Problem to work on — Can you write out the records below again, from the line with "In this exercise you will tag the small" up to and including the last line of the records, putting "image" wherever "photo" appears and changing nothing else? Leave the pictures out of your answer.

Items —
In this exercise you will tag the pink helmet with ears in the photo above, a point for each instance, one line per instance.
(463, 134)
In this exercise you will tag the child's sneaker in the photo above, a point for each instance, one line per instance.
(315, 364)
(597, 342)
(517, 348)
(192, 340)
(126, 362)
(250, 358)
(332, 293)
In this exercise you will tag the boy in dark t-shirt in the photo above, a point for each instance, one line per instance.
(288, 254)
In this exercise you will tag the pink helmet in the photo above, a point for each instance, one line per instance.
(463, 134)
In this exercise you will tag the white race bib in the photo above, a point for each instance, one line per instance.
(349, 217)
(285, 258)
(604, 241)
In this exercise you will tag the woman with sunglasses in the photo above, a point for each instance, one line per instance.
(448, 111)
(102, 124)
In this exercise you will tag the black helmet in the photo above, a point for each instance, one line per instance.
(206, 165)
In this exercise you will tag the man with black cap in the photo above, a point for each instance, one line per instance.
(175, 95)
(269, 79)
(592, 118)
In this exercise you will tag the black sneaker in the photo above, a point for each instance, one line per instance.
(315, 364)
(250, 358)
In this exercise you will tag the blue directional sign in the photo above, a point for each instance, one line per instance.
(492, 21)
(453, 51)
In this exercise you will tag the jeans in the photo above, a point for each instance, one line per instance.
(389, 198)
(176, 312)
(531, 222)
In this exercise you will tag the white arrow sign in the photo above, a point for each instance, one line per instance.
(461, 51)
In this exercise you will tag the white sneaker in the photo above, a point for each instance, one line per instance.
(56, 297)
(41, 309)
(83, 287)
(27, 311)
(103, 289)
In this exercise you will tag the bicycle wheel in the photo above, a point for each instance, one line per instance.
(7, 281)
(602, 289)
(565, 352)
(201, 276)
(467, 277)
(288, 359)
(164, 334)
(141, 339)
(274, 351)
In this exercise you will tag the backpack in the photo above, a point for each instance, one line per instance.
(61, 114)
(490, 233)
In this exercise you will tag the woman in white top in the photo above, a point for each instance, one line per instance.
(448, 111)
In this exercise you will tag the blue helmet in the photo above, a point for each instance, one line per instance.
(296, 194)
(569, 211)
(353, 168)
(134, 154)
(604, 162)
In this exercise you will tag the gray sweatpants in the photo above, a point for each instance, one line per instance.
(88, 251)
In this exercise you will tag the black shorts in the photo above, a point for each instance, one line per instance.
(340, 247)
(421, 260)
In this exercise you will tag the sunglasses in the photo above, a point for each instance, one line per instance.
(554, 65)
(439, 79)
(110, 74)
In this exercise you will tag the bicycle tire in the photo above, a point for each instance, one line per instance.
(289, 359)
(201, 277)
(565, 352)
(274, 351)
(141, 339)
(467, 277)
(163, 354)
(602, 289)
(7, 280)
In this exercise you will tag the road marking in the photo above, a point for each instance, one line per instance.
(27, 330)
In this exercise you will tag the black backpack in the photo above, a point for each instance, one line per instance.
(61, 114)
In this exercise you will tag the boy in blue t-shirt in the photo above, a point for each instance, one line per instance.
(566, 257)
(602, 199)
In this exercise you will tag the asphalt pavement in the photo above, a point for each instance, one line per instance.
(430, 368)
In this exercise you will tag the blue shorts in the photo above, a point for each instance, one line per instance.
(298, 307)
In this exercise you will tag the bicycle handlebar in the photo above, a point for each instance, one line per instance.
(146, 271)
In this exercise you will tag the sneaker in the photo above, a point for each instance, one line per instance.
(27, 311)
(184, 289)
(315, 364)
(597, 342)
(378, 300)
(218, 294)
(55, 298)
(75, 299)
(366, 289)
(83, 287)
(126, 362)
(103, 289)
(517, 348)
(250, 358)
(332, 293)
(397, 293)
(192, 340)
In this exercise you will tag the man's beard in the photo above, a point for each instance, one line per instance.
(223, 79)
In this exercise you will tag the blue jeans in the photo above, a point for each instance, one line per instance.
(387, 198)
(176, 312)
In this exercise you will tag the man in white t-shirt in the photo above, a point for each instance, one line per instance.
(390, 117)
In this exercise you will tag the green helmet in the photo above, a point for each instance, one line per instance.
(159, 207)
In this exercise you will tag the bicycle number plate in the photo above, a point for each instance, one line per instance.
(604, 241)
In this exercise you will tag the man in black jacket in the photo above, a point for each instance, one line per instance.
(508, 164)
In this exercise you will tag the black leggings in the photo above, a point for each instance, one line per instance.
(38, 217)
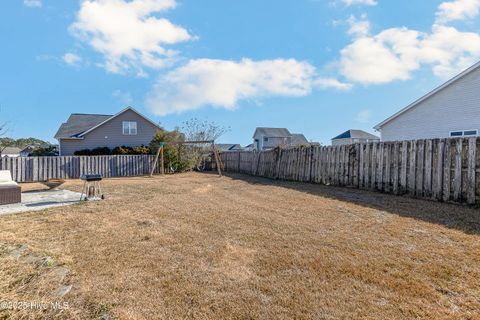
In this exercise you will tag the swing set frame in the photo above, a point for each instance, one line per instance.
(159, 154)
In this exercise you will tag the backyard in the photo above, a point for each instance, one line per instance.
(199, 246)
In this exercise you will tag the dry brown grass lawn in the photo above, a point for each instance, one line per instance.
(199, 246)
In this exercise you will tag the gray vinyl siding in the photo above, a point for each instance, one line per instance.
(110, 135)
(455, 108)
(272, 141)
(346, 141)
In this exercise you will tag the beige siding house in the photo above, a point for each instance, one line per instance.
(89, 131)
(451, 110)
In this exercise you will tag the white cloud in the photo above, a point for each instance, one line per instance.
(358, 27)
(33, 3)
(71, 58)
(364, 116)
(124, 97)
(331, 83)
(128, 33)
(223, 83)
(458, 10)
(393, 54)
(360, 2)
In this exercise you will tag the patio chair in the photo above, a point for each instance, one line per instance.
(10, 191)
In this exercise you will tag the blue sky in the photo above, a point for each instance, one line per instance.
(318, 67)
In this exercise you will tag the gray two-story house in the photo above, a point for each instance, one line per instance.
(450, 111)
(269, 138)
(88, 131)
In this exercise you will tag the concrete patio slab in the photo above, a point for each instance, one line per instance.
(40, 200)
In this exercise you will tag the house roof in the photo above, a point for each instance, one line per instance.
(228, 146)
(79, 124)
(298, 139)
(11, 150)
(356, 134)
(428, 95)
(273, 132)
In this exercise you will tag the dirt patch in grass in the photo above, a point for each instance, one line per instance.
(199, 246)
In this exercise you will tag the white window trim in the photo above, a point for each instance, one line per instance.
(129, 129)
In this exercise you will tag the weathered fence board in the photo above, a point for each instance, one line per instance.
(33, 169)
(440, 169)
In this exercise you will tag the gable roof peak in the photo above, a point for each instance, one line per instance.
(430, 94)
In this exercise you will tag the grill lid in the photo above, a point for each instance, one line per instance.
(91, 177)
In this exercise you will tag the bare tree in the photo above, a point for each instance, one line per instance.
(200, 130)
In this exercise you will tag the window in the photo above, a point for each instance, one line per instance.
(470, 133)
(465, 133)
(456, 133)
(129, 128)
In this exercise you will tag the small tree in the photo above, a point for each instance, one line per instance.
(200, 130)
(172, 153)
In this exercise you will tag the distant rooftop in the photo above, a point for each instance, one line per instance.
(78, 123)
(273, 132)
(356, 134)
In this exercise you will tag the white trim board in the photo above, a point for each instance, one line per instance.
(428, 95)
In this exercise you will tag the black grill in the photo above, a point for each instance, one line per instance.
(91, 177)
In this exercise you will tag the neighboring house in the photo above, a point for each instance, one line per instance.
(451, 110)
(25, 152)
(228, 147)
(248, 147)
(89, 131)
(10, 152)
(354, 136)
(269, 138)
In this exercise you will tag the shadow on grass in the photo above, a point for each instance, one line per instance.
(454, 216)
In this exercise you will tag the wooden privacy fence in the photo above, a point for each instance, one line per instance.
(32, 169)
(440, 169)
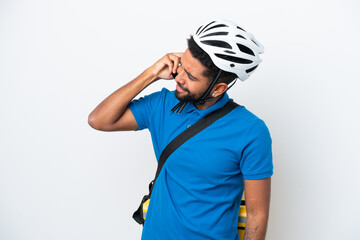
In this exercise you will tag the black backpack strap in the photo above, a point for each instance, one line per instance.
(190, 132)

Exercise solution —
In this exercise you will tag the small tree in the image above, a point for each instance, one line per instance.
(200, 130)
(172, 153)
In this exercise you will tag the distant rooftop in the image above, a point for each instance, one line per instance.
(78, 123)
(273, 132)
(356, 134)
In this exercise you will tag the white trim board in the image above, a point for each instance, one line per instance.
(428, 95)
In this exercise you will tag the black grill in the image above, a point for each instance, one line per instance.
(91, 177)
In this exercise you will tag the neighboring house in the image above, a point for each instance, one line per instance.
(451, 110)
(25, 152)
(228, 147)
(248, 147)
(89, 131)
(10, 152)
(354, 136)
(269, 138)
In this exercise you will tag the shadow on grass in the image above, a point for each instance, one line per instance.
(454, 216)
In this exercise you will tag the wooden privacy fence in the image above, a point for each instance, one line per instance.
(32, 169)
(440, 169)
In this exercise you will tag the black backpack strap in the image above, a point for each instance, one line per instance.
(190, 132)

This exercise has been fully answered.